═══ Selection ═══

Re: [PATCH] btrfs: drop the backref cache during relocation if we commit

[Date Prev][Date Next][Thread Prev][Thread Next][Date Index][Thread Index]

 



On Wed, Sep 25, 2024 at 04:17:34PM -0400, Josef Bacik wrote:
> On Wed, Sep 25, 2024 at 12:07:43PM -0700, Boris Burkov wrote:
> > On Tue, Sep 24, 2024 at 05:11:37PM -0400, Josef Bacik wrote:
> > > Since the inception of relocation we have maintained the backref cache
> > > across transaction commits, updating the backref cache with the new
> > > bytenr whenever we COW'ed blocks that were in the cache, and then
> > > updating their bytenr once we detected a transaction id change.
> > > 
> > > This works as long as we're only ever modifying blocks, not changing the
> > > structure of the tree.
> > > 
> > > However relocation does in fact change the structure of the tree.  For
> > > example, if we are relocating a data extent, we will look up all the
> > > leaves that point to this data extent.  We will then call
> > > do_relocation() on each of these leaves, which will COW down to the leaf
> > > and then update the file extent location.
> > > 
> > > But, a key feature of do_relocation is the pending list.  This is all
> > > the pending nodes that we modified when we updated the file extent item.
> > > We will then process all of these blocks via finish_pending_nodes, which
> > > calls do_relocation() on all of the nodes that led up to that leaf.
> > > 
> > > The purpose of this is to make sure we don't break sharing unless we
> > > absolutely have to.  Consider the case that we have 3 snapshots that all
> > > point to this leaf through the same nodes, the initial COW would have
> > > created a whole new path.  If we did this for all 3 snapshots we would
> > > end up with 3x the number of nodes we had originally.  To avoid this we
> > > will cycle through each of the snapshots that point to each of these
> > > nodes and update their pointers to point at the new nodes.
> > > 
> > > Once we update the pointer to the new node we will drop the node we
> > > removed the link for and all of its children via btrfs_drop_subtree().
> > > This is essentially just btrfs_drop_snapshot(), but for an arbitrary
> > > point in the snapshot.
> > > 
> > > The problem with this is that we will never reflect this in the backref
> > > cache.  If we do this btrfs_drop_snapshot() for a node that is in the
> > > backref tree, we will leave the node in the backref tree.  This becomes
> > > a problem when we change the transid, as now the backref cache has
> > > entire subtrees that no longer exist, but exist as if they still are
> > > pointed to by the same roots.

═══

Goal: Copy out the btrfs relocation email, everything from "[Date Prev][Date Next][Thread" down to "transaction id change.", and swap each "bytenr" for "block number". The listing has no connection to the btrfs relocation email.

═══ Excerpted records ═══

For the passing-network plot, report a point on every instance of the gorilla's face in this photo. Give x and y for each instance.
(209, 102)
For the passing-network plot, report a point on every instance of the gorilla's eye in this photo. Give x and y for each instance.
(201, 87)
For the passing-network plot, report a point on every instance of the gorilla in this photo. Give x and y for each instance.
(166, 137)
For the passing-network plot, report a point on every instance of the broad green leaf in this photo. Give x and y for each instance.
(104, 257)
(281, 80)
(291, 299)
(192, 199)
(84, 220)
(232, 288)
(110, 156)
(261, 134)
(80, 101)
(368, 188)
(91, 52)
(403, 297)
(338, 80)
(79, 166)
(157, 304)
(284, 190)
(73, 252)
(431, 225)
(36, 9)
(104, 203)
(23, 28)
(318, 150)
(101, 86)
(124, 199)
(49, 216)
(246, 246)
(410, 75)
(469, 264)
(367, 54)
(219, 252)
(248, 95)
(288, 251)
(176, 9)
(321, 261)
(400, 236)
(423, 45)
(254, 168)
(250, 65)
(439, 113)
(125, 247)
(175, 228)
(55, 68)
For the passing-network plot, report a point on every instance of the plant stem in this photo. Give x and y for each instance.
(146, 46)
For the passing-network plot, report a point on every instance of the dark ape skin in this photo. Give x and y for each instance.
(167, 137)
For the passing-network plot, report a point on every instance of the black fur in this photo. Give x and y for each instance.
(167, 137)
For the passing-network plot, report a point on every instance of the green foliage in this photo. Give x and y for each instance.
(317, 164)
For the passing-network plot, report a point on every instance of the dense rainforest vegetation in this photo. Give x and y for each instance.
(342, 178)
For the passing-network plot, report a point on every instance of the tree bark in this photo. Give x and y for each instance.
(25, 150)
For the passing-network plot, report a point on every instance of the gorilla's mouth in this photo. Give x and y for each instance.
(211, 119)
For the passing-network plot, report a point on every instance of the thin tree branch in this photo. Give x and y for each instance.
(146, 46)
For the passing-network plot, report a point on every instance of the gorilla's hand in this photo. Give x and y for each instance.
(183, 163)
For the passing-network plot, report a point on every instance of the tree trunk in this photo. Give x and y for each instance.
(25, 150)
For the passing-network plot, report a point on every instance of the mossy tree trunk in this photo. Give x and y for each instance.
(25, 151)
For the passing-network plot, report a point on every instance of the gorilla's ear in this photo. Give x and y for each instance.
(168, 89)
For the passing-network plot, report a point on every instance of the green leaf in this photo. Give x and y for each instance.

═══

Full answer:
[Date Prev][Date Next][Thread Prev][Thread Next][Date Index][Thread Index]

 



On Wed, Sep 25, 2024 at 04:17:34PM -0400, Josef Bacik wrote:
> On Wed, Sep 25, 2024 at 12:07:43PM -0700, Boris Burkov wrote:
> > On Tue, Sep 24, 2024 at 05:11:37PM -0400, Josef Bacik wrote:
> > > Since the inception of relocation we have maintained the backref cache
> > > across transaction commits, updating the backref cache with the new
> > > block number whenever we COW'ed blocks that were in the cache, and then
> > > updating their block number once we detected a transaction id change.